> OBJECTIVE:
Write the next part of the forum thread about the lugs behind the signs on the electrical panel, starting after its last line.

It looks like two sets of this, and two sets of that feeding the same bus from what I see.
What I don't see is what you're keeping from us with those signs.
You sir are holding out on us here.

No, that set of this is taped of there and going somewhere else without ocp?


----------



## ampman (Apr 2, 2009)

HAND said:


> It looks like two sets of this, and two sets of that feeding the same bus from what I see.
> What I don't see is what you're keeping from us with those signs.
> You sir are holding out on us here.
> 
> No, that set of this is taped of there and going somewhere else without ocp?


 look at my previous post the lugs you see are whats behind those signs i'am holding them up with one hand and snapping pics with the other


----------



## ampman (Apr 2, 2009)

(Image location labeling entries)
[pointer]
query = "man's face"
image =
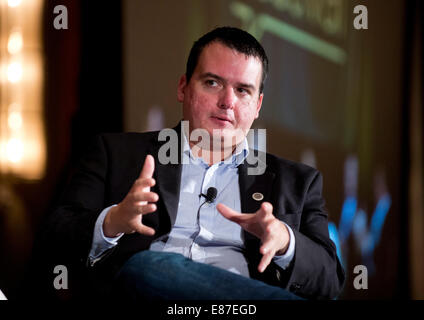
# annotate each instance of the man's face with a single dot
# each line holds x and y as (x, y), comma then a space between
(223, 92)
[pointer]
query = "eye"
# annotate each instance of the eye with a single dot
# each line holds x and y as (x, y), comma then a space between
(211, 83)
(243, 91)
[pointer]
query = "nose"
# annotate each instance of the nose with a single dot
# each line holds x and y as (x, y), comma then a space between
(227, 98)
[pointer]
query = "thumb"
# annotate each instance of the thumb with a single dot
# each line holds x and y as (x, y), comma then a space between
(148, 167)
(265, 209)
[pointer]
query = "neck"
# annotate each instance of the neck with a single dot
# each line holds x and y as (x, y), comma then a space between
(211, 156)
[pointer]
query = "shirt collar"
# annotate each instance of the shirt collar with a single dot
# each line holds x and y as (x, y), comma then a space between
(239, 155)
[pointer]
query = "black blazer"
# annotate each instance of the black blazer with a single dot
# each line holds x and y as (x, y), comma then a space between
(114, 161)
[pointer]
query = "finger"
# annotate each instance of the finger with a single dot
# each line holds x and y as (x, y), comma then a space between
(265, 261)
(231, 214)
(145, 196)
(144, 182)
(265, 209)
(147, 208)
(148, 167)
(142, 229)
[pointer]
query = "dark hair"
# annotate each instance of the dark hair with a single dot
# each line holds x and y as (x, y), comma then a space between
(233, 38)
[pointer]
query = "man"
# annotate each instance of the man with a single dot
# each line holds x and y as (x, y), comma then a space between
(148, 230)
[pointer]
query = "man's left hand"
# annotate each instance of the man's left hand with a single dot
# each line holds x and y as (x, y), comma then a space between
(272, 232)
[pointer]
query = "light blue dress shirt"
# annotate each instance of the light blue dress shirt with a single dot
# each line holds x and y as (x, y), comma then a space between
(200, 232)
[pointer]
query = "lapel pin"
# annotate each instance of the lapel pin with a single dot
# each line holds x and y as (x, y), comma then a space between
(257, 196)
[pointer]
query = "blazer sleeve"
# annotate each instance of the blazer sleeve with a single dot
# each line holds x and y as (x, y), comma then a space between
(315, 271)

> ANSWER TO THE EXERCISE:
i will be replacing all this with a new disconnect ,transfer sw. and panel i will posts as i go oh and i have to do this with little or no down time


----------



## MDShunk (Jan 7, 2007)

That's a pretty wacky installation. Don't forget to take progress pics and more pics when you're done. It might make more sense then.


----------



## ampman (Apr 2, 2009)

MDShunk said:


> That's a pretty wacky installation. Don't forget to take progress pics and more pics when you're done. It might make more sense then.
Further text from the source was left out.